------ Records shown

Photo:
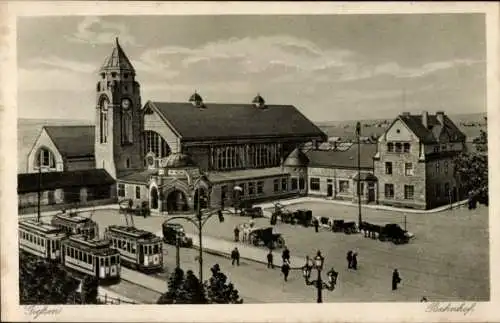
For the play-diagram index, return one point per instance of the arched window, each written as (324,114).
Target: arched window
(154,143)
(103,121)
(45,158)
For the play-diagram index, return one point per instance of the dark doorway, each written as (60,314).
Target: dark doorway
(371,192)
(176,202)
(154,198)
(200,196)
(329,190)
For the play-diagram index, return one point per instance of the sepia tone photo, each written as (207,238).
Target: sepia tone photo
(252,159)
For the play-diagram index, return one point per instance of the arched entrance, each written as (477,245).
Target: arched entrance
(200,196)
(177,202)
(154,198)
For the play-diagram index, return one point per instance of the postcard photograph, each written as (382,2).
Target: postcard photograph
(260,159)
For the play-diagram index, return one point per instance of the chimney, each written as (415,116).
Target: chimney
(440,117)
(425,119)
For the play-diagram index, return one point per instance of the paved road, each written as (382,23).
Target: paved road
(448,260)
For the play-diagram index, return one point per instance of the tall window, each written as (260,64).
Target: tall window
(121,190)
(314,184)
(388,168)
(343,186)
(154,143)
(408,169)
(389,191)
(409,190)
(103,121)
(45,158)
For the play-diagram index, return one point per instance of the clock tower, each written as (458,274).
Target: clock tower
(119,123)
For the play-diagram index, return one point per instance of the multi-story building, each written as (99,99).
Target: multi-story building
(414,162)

------------

Set down all of the data word for word; no pictures belong in it.

Photo:
For the play-diagram index, return one point per instance of the arched window, each written as (324,114).
Target: arched window
(154,143)
(103,121)
(45,158)
For the play-diagram index, return one point per instance of the dark doorway, each written as (60,314).
Target: dark doorway
(371,192)
(176,202)
(154,198)
(200,196)
(329,190)
For the play-diagram index, return one point per instance of the sepia tone photo, each written as (207,238).
Target: sepia tone photo
(252,159)
For the play-diagram index, return one point per instance of the arched entrance, each written as (477,245).
Target: arched entrance
(200,196)
(177,202)
(154,198)
For the play-diagram index, return one point per instance of the postcard photograph, each written as (382,2).
Target: postcard photograph
(260,159)
For the play-diagram index, return one point per instance of the chimney, each written as (415,116).
Target: chimney
(440,117)
(425,119)
For the play-diagram index, return one point per instance of the paved road, each written as (382,23).
Target: paved road
(448,260)
For the play-diagram index, return one point per instance of the tall window, each written as (260,64).
Target: tall window
(121,190)
(314,184)
(388,168)
(343,186)
(154,143)
(408,169)
(389,191)
(409,190)
(103,121)
(45,158)
For the play-diagram index, return one point per instance of the clock tower, each written as (458,274).
Target: clock tower
(119,123)
For the play-diagram index, return one point per instance of the multi-story building, each written as (99,99).
Target: multi-story building
(414,162)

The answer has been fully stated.